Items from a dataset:
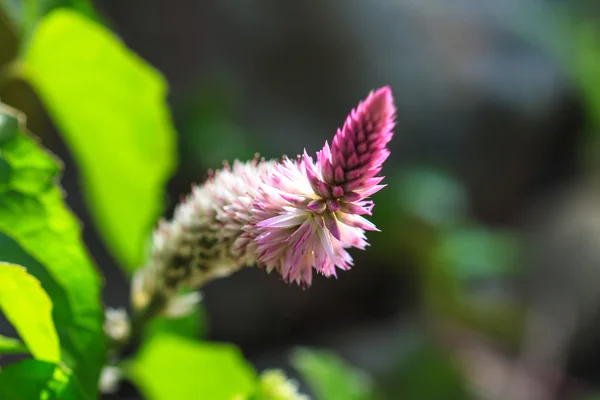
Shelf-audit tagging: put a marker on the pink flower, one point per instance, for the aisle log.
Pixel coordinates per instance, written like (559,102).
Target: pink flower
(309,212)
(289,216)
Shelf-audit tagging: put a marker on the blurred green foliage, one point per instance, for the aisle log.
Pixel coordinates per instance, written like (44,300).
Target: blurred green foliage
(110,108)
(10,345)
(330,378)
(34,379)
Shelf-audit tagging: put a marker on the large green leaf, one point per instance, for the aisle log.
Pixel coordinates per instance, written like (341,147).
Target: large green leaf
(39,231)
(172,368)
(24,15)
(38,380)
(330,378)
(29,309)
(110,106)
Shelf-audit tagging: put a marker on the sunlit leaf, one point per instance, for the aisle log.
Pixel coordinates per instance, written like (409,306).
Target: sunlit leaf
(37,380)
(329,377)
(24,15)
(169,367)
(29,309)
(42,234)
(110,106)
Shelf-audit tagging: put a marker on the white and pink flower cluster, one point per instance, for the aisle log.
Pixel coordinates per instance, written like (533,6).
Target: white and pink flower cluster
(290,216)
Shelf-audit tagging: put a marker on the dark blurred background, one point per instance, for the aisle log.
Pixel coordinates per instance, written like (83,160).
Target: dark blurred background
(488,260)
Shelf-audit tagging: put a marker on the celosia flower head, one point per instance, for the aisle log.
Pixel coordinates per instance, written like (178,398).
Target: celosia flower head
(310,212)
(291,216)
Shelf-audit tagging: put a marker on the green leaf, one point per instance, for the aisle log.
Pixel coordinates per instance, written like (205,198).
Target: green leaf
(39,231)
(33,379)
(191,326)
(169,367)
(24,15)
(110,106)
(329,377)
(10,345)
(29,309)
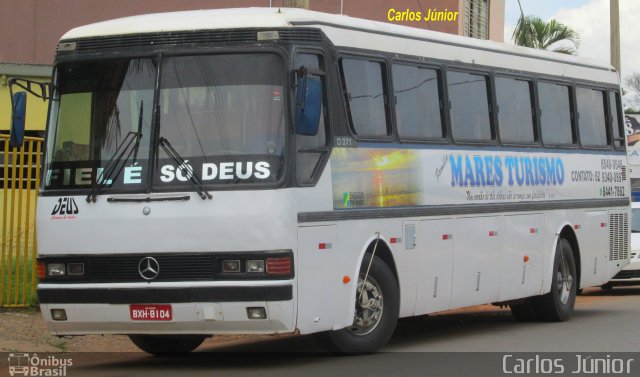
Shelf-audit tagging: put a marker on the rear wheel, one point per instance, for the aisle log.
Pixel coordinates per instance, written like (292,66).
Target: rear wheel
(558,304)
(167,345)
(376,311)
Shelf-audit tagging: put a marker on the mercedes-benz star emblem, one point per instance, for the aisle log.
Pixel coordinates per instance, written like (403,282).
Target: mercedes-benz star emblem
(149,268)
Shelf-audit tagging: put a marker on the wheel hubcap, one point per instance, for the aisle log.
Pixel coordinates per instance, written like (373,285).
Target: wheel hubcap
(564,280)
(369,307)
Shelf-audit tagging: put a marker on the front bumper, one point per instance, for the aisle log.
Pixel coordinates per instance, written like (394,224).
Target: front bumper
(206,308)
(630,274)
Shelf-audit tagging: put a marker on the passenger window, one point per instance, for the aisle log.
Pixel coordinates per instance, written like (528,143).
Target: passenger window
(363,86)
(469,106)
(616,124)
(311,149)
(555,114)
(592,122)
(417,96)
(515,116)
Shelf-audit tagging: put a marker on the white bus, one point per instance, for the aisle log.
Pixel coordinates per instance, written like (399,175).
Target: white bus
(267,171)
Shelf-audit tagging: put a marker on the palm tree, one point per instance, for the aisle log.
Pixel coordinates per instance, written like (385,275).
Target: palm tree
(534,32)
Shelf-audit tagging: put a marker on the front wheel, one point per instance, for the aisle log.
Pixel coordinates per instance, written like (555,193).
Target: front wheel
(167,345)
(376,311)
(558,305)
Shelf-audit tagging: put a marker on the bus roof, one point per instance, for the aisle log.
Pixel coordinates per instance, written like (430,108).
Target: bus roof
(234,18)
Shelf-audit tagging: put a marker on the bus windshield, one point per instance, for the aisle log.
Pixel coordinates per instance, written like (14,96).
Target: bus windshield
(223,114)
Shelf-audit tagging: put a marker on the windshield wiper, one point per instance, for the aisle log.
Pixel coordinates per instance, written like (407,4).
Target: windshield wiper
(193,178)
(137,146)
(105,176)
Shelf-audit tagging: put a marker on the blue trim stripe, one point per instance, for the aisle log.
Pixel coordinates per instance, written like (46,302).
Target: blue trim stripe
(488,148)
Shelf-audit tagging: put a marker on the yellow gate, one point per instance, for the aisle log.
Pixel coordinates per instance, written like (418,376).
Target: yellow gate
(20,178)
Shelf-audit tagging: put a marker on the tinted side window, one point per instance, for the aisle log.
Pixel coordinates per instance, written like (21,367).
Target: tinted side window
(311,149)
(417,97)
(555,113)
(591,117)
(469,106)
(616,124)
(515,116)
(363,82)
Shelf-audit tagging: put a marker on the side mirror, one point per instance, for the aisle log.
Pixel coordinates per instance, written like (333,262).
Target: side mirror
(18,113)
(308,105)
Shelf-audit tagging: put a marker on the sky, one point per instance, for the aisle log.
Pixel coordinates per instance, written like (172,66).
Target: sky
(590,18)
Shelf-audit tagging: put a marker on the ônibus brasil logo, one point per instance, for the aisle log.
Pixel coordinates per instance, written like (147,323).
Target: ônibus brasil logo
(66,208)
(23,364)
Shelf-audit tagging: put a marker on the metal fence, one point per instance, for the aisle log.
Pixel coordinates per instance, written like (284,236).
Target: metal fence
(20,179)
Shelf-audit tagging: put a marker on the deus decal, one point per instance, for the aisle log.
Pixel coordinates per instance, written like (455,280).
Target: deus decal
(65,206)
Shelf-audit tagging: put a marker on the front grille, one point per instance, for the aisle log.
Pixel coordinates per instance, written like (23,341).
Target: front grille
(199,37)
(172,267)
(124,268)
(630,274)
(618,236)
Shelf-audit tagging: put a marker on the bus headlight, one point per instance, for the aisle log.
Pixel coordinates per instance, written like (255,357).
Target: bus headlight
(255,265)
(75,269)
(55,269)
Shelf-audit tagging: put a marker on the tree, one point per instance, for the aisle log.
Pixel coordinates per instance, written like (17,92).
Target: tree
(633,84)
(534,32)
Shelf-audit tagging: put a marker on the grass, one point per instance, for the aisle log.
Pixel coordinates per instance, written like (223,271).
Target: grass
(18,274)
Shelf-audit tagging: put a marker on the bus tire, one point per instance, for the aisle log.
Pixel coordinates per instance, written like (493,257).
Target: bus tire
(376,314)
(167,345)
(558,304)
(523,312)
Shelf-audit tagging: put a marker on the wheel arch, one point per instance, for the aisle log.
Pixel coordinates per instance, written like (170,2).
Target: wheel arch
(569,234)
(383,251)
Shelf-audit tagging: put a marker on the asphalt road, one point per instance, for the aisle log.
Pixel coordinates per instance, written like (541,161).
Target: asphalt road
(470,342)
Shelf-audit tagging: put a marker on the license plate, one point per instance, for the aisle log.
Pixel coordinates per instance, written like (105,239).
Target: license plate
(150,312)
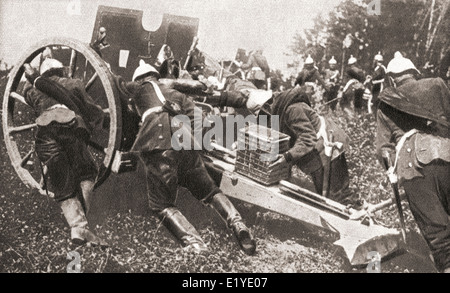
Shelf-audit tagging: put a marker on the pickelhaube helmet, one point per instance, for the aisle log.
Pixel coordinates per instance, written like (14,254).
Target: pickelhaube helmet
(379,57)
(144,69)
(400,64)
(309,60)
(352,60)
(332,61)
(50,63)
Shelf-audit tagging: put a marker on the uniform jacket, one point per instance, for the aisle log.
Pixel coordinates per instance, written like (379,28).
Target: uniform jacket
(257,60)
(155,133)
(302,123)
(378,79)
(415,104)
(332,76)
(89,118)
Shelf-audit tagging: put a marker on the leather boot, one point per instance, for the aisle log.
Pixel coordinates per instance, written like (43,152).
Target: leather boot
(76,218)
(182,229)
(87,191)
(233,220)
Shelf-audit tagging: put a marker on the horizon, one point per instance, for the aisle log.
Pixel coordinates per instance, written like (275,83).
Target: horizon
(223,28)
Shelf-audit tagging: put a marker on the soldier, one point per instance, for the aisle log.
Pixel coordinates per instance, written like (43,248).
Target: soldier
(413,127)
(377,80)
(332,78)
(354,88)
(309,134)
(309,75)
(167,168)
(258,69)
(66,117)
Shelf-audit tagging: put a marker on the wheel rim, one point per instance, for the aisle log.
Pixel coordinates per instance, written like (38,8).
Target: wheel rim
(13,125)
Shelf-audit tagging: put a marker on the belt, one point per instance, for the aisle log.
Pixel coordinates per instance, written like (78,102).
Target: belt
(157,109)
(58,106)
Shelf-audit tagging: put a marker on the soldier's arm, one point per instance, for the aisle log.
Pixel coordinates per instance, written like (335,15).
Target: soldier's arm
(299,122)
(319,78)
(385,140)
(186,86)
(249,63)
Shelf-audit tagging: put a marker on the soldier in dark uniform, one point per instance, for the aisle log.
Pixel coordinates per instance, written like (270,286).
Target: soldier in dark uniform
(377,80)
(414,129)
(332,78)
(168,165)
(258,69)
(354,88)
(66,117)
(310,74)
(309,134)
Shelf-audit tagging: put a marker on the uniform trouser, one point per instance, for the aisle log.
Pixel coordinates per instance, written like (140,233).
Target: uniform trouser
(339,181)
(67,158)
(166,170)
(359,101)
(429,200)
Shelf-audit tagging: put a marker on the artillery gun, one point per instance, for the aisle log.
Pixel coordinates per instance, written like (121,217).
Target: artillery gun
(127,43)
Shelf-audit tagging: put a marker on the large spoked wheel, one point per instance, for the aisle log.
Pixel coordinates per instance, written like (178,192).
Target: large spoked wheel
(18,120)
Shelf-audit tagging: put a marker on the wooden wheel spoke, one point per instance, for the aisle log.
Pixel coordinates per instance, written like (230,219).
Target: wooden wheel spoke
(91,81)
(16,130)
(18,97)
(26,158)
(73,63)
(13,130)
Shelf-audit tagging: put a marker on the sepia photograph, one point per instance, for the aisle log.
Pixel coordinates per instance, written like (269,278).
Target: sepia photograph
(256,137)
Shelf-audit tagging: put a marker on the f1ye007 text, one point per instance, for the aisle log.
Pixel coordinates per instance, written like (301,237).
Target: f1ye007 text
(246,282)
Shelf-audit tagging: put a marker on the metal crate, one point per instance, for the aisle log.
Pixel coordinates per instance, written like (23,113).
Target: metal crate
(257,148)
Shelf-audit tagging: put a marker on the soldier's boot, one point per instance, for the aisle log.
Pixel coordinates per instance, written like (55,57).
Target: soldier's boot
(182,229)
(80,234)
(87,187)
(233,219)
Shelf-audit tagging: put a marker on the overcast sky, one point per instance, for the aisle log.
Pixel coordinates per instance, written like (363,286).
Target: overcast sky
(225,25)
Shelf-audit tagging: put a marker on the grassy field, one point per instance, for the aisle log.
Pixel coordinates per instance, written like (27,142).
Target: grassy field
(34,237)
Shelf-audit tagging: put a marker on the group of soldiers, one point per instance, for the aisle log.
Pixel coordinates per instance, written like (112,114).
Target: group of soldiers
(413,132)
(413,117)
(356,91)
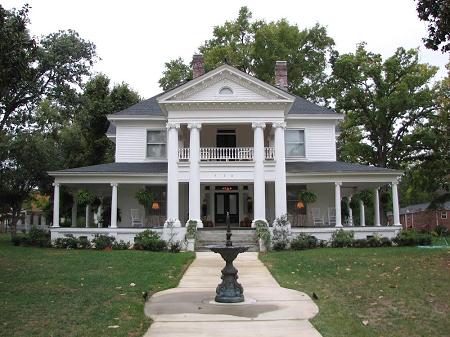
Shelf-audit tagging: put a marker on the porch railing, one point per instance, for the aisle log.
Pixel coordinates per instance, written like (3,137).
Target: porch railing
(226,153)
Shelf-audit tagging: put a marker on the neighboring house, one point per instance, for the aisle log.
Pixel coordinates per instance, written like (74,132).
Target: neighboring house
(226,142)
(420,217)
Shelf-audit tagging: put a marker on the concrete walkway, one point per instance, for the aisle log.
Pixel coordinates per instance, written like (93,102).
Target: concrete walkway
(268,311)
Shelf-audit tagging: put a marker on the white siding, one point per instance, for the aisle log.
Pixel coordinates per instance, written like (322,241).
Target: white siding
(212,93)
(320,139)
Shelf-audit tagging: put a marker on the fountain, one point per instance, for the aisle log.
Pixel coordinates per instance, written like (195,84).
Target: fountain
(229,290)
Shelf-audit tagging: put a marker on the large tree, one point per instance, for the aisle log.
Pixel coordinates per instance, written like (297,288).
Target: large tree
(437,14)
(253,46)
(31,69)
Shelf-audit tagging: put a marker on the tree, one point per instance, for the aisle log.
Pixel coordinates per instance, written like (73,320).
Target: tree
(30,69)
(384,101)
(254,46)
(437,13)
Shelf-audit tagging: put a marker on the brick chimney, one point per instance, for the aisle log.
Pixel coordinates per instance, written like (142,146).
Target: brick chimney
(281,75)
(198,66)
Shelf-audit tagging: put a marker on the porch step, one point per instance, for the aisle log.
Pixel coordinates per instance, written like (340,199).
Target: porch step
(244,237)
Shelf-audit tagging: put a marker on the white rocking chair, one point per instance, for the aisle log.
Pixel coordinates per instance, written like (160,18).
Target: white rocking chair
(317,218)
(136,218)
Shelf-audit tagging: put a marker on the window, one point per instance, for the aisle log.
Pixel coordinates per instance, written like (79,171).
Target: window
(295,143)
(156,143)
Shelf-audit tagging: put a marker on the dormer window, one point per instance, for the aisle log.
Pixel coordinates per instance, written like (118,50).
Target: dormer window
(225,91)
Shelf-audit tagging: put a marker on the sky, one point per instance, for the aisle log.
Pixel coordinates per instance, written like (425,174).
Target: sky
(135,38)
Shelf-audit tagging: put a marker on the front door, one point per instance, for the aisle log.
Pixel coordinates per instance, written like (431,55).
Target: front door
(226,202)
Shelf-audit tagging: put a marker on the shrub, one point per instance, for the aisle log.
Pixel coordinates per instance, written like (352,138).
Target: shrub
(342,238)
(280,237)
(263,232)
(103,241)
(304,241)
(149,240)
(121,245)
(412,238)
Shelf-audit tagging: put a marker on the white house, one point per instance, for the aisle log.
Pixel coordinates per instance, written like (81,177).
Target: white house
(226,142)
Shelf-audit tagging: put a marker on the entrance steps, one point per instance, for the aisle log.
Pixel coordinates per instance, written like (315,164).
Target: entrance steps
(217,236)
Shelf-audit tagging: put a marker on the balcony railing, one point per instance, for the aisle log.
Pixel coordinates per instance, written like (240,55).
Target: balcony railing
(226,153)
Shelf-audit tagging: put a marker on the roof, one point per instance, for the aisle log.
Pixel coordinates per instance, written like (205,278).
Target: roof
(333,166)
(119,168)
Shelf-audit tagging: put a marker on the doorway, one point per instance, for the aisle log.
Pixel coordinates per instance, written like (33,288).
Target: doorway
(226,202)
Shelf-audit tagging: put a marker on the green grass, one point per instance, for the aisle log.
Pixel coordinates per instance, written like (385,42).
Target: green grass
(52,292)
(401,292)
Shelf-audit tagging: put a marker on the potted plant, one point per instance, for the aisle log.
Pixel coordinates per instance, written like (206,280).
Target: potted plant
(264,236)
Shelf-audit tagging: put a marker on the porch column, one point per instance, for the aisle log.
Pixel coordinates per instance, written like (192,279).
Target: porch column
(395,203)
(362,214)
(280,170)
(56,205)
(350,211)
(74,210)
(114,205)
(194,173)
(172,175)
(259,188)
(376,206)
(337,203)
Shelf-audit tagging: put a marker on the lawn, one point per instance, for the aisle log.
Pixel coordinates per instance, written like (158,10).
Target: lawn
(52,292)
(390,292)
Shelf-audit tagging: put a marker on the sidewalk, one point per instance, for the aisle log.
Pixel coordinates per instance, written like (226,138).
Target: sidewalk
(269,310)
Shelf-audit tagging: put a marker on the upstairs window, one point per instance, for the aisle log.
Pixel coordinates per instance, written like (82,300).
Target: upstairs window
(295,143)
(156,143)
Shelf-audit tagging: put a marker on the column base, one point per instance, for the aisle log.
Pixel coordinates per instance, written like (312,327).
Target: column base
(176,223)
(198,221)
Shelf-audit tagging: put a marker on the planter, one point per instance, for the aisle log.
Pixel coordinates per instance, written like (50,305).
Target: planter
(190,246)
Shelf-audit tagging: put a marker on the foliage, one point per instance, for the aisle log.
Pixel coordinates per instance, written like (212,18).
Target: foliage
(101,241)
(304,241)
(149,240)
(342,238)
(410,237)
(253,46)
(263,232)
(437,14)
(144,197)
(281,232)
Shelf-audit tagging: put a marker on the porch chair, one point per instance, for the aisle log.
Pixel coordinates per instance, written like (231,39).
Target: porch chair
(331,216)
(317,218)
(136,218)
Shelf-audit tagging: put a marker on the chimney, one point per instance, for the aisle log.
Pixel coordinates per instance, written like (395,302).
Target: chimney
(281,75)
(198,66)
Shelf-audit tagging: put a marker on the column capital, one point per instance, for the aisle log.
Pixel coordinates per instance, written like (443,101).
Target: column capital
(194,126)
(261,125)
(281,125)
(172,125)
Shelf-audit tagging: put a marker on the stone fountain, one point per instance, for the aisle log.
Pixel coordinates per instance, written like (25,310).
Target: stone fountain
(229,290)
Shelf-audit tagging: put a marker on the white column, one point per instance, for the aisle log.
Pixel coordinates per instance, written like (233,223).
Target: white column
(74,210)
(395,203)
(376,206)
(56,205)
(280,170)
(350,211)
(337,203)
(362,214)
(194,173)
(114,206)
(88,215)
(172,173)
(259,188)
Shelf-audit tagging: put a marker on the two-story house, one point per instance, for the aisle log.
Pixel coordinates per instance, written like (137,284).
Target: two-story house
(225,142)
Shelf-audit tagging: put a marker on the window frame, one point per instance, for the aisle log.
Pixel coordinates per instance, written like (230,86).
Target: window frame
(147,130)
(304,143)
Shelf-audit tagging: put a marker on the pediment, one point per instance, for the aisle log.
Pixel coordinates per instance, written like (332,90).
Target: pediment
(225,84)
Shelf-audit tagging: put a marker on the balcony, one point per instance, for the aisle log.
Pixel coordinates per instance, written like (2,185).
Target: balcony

* DIRECTIONS
Begin with the line that contains "Shelf-audit tagging: put a marker on the chimney, one" and end with the last line of the records; set down every line in that span exactly, and nothing else.

* PROBLEM SOLUTION
Shelf-audit tagging: put a marker on the chimney, one point per instance, for the aisle log.
Pixel coordinates per instance, written like (395,302).
Target: chimney
(281,75)
(198,66)
Shelf-audit tagging: put a marker on the column capital, one point per instance, for the aisle log.
Pixel coordinates per instance, written like (443,101).
Target: column capital
(194,126)
(261,125)
(281,125)
(172,125)
Shelf-audit tagging: put a marker on the stone fountain, one point per instance, for the aisle log.
Pixel coordinates per instance, written like (25,310).
Target: stone fountain
(229,290)
Shelf-audit tagging: put a marker on the white column, one point per instance, for the aisle log.
Pixel coordinates per instance, written like (233,223).
Target: white column
(74,210)
(395,203)
(376,206)
(56,205)
(280,170)
(350,211)
(337,203)
(362,214)
(194,173)
(114,206)
(88,215)
(172,173)
(259,188)
Shelf-audit tagging: put a marker on the two-story house, one point per instance, for the aisle log.
Pixel coordinates per instance, written like (137,284).
Target: two-story house
(225,142)
Shelf-audit tagging: put a marker on the window frame, one point per instance, for the aisle log.
Pixel coordinates per instance, written like (230,86).
Target: window frame
(147,130)
(304,143)
Shelf-audit tagging: put a marker on the pediment, one point per instance, for the aisle log.
Pixel coordinates per instance, written like (332,90).
Target: pediment
(225,84)
Shelf-audit tagging: put a marker on the balcony, one point per instance, for the aisle log.
Pixel coordinates per instance, written like (2,185).
Target: balcony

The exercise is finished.